_Aim of the task_
Retype the listing below word for word, omitting the pictures from your answer.

^^^^

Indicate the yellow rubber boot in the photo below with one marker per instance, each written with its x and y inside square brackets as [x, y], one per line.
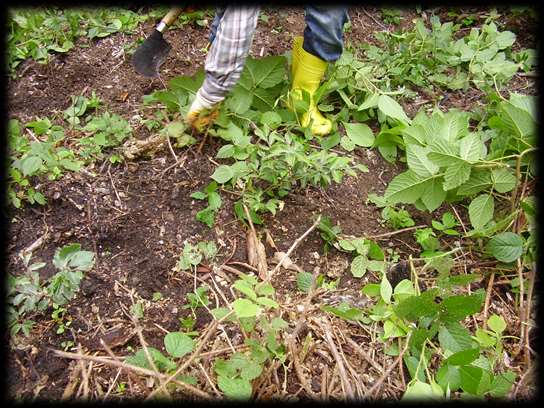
[307, 71]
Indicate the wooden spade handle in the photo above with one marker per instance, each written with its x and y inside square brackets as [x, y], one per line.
[172, 15]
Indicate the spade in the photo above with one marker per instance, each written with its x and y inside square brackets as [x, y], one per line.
[153, 51]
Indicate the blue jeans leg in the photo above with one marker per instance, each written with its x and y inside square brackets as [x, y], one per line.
[324, 32]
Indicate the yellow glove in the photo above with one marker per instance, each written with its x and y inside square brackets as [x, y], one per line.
[201, 114]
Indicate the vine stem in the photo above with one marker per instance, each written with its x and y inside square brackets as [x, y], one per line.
[518, 176]
[108, 361]
[295, 244]
[196, 353]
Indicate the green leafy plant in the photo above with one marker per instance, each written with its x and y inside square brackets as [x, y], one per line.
[192, 255]
[29, 295]
[430, 322]
[435, 58]
[207, 215]
[39, 32]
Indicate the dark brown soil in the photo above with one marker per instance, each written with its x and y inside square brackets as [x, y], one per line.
[137, 216]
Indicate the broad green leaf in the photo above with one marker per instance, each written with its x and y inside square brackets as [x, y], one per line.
[214, 200]
[359, 133]
[526, 103]
[359, 266]
[404, 287]
[506, 247]
[140, 359]
[415, 307]
[519, 120]
[496, 323]
[452, 126]
[345, 311]
[235, 388]
[444, 153]
[502, 384]
[371, 101]
[222, 174]
[463, 357]
[479, 180]
[454, 337]
[473, 380]
[347, 144]
[233, 134]
[433, 195]
[271, 119]
[449, 376]
[391, 330]
[505, 39]
[418, 162]
[245, 308]
[178, 344]
[265, 290]
[386, 290]
[457, 307]
[471, 148]
[376, 266]
[175, 129]
[187, 83]
[406, 187]
[480, 210]
[239, 101]
[278, 323]
[246, 289]
[199, 195]
[420, 391]
[371, 289]
[456, 174]
[503, 180]
[81, 260]
[267, 302]
[414, 135]
[391, 108]
[304, 281]
[251, 371]
[30, 165]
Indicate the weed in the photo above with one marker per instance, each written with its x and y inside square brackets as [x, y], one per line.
[29, 294]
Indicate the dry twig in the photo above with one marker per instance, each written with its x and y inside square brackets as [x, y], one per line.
[295, 244]
[129, 367]
[346, 385]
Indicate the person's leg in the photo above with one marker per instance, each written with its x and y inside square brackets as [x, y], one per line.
[322, 42]
[217, 19]
[231, 37]
[324, 32]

^^^^

_Final result_
Indicate the yellow rubber boot in the photo below with one marker per instance, each written with its x and y inside square brackets as [x, y], one per line.
[307, 71]
Indicate the wooden spade handle in the photo above with one marker per instance, each written with its x and y inside square brackets as [x, y], one per line.
[172, 15]
Indicate the spade in the photo above with one marker per instance, each written with its x and y inside square brackets as [x, y], one per line.
[153, 51]
Indicate the blue jeans leg in the photo above with one marker per instance, each written with its x and y inside square brackets as [x, y], one per line.
[324, 32]
Indicate the yellow glove in the photo above with one marker per instance, each written with its x and y inside square brackets as [x, y], one per line.
[201, 114]
Indicate the vine stem in the photo above with one marker per instance, each written with its x and y inside square brackets as [x, y], one per line.
[518, 176]
[108, 361]
[295, 244]
[196, 353]
Indicate the green leafy plant in the photo above with one marker per instance, each written with its x and y inside square brackets as [x, y], one per line.
[192, 255]
[29, 295]
[430, 322]
[435, 58]
[207, 215]
[39, 32]
Indicate the dark brown soil in the photo above with one marker per instance, each written with its x and y inside square brackets as [x, y], one per line.
[137, 216]
Indicate the broad green leaf in the photo above with one marker per instance, each written with its x and y inside square brackets as [x, y], one per line.
[214, 200]
[359, 133]
[526, 103]
[359, 266]
[404, 287]
[506, 247]
[140, 359]
[415, 307]
[519, 120]
[496, 323]
[452, 126]
[345, 311]
[235, 388]
[444, 153]
[502, 384]
[371, 101]
[222, 174]
[463, 357]
[479, 180]
[454, 337]
[473, 380]
[347, 144]
[233, 134]
[433, 195]
[271, 119]
[449, 376]
[391, 330]
[505, 39]
[418, 162]
[245, 308]
[178, 344]
[265, 290]
[386, 290]
[457, 307]
[471, 148]
[376, 266]
[175, 129]
[187, 83]
[406, 187]
[480, 210]
[239, 101]
[278, 323]
[246, 289]
[199, 195]
[420, 391]
[371, 289]
[456, 174]
[503, 180]
[81, 260]
[267, 302]
[414, 135]
[391, 108]
[304, 281]
[251, 371]
[30, 165]
Indicate the weed in the photo above with one marker per instance, each written with its x and y inside square brackets as [x, y], one per line.
[29, 294]
Indicate the dry twig in the photo above with one marker per instance, each written with its x and y inside square brackets as [x, y], one per line.
[295, 244]
[129, 367]
[346, 385]
Indicate the person's leg in the photo above with one marker per instance, each written with its x and y inside square brackets as [x, y], one per line.
[322, 42]
[217, 19]
[231, 37]
[324, 32]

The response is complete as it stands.